[Raw records]
******************************
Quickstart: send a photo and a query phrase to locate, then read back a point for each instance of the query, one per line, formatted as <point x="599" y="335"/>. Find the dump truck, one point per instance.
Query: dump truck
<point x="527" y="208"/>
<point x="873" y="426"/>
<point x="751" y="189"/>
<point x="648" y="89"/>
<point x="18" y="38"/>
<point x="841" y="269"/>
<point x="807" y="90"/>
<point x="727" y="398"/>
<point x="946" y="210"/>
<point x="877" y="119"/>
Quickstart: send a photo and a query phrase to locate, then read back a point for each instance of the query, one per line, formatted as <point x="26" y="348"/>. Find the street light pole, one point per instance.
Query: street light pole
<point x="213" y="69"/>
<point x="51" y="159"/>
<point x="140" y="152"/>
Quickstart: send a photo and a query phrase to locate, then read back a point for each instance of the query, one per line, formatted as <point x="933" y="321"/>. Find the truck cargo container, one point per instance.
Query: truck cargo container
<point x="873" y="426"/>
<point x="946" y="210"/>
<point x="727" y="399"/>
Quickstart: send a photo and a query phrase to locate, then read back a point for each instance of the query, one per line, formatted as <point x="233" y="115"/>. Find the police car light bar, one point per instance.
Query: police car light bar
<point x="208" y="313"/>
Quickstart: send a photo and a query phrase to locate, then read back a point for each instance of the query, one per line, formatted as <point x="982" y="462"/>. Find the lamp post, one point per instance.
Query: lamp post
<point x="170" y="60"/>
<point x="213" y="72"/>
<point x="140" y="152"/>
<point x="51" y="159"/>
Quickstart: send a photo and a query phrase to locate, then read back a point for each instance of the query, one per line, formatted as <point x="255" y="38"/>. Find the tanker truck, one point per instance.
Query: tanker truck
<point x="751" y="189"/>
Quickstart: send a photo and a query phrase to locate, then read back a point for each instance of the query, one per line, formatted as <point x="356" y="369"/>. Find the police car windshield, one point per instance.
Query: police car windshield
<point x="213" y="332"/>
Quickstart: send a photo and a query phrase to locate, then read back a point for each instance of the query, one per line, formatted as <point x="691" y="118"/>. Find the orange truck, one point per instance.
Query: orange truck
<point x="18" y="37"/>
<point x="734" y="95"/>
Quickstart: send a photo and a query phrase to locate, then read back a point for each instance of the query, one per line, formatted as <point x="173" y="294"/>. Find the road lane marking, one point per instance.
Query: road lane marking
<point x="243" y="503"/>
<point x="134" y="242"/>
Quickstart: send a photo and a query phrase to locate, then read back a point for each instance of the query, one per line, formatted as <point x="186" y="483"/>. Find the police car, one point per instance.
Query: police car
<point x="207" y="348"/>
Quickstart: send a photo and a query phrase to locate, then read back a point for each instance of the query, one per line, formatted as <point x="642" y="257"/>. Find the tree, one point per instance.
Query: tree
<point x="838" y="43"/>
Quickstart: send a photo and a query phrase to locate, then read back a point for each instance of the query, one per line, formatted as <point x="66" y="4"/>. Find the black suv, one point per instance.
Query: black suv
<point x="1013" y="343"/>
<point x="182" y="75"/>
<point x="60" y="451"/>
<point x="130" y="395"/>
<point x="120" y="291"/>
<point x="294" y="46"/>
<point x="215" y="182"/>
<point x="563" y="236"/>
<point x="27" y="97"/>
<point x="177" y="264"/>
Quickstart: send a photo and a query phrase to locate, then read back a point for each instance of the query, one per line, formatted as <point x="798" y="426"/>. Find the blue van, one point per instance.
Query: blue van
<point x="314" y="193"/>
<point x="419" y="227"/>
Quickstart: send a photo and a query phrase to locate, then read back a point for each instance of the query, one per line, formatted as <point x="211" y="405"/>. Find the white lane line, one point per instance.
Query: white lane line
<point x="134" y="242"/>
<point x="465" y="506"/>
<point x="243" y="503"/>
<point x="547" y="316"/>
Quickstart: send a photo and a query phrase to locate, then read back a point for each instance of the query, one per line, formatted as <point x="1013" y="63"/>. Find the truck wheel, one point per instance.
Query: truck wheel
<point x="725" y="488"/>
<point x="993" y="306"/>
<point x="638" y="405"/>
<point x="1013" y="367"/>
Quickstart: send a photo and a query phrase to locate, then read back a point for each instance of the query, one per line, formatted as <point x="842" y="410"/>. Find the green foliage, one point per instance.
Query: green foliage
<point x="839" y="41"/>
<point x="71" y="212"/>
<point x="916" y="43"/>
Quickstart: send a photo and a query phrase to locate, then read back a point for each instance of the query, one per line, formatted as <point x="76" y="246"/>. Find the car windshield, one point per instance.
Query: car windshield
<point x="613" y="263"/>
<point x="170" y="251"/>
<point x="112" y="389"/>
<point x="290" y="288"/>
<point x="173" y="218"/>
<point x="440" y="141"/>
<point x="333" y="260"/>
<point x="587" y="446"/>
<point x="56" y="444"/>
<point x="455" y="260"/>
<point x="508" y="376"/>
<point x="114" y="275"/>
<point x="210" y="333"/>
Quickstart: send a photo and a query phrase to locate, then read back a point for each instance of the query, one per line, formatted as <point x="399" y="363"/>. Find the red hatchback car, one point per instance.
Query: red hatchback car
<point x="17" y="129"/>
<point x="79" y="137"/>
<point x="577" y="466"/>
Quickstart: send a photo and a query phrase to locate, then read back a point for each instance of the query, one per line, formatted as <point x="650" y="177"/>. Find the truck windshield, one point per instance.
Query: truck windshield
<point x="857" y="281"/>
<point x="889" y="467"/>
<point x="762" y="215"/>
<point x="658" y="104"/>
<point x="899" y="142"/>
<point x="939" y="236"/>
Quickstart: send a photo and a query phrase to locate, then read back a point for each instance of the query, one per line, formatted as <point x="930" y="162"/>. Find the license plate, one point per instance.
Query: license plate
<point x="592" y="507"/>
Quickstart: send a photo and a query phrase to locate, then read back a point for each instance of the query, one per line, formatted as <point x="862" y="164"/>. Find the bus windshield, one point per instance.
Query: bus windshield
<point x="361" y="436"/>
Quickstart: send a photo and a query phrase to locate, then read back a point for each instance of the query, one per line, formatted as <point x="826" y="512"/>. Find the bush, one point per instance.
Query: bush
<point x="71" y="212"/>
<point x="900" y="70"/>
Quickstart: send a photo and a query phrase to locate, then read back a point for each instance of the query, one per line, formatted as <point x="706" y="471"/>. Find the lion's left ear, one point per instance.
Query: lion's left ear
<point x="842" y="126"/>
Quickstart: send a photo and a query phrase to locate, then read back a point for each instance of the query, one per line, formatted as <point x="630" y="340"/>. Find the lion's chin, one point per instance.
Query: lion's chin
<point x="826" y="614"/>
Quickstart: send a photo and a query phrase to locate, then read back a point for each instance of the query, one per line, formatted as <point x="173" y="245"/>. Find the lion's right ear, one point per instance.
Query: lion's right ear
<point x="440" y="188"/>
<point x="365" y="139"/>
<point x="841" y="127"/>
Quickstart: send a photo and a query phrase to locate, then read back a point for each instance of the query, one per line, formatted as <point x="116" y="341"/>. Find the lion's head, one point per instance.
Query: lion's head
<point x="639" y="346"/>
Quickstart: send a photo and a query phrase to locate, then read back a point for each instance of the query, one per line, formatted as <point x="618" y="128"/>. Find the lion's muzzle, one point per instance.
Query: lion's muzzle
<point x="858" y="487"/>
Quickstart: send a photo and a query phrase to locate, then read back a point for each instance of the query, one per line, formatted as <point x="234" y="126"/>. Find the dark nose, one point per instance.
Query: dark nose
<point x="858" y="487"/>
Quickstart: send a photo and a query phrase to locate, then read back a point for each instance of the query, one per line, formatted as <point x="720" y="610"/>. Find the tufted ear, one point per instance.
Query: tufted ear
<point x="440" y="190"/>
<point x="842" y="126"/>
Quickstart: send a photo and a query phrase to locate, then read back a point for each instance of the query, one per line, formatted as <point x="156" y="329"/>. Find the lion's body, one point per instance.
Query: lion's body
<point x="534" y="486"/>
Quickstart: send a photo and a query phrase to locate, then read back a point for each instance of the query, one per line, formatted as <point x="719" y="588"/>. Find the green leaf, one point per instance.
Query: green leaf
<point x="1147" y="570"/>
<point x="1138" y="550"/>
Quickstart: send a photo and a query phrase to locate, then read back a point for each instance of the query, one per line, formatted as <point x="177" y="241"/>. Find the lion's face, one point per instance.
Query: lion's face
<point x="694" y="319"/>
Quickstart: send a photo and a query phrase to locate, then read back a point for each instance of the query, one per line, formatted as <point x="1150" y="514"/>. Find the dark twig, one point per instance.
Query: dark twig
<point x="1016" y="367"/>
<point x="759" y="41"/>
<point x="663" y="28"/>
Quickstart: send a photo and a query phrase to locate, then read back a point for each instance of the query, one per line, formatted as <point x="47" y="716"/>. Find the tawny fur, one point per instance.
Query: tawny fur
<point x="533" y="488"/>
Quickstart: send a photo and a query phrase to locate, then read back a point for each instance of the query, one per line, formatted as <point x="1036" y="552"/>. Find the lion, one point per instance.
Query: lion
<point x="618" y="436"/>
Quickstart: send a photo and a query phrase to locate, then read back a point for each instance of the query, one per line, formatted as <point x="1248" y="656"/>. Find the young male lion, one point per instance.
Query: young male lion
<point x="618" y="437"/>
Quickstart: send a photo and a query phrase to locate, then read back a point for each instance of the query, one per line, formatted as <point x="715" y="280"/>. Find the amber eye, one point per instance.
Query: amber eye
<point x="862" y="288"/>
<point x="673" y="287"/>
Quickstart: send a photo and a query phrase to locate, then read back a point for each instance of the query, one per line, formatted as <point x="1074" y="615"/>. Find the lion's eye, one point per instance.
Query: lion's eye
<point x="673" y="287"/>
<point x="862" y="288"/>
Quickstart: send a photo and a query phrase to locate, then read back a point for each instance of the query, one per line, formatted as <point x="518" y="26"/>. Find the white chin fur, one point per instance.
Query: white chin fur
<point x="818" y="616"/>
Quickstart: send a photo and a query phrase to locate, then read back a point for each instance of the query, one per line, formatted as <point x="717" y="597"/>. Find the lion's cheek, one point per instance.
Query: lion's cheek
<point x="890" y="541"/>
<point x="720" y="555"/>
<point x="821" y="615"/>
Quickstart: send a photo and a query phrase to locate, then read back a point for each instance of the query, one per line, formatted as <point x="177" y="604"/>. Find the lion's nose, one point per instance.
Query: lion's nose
******************************
Copy out the listing again, starting at the line containing "lion's nose, one point per instance." and continuing through the end of the listing.

_CORRECT ANSWER_
Quickstart: send a photo and a query phrase to locate, then read back a point for each instance of the query, one per line, formatted as <point x="177" y="604"/>. Find the lion's nose, one point per instance.
Query: lion's nose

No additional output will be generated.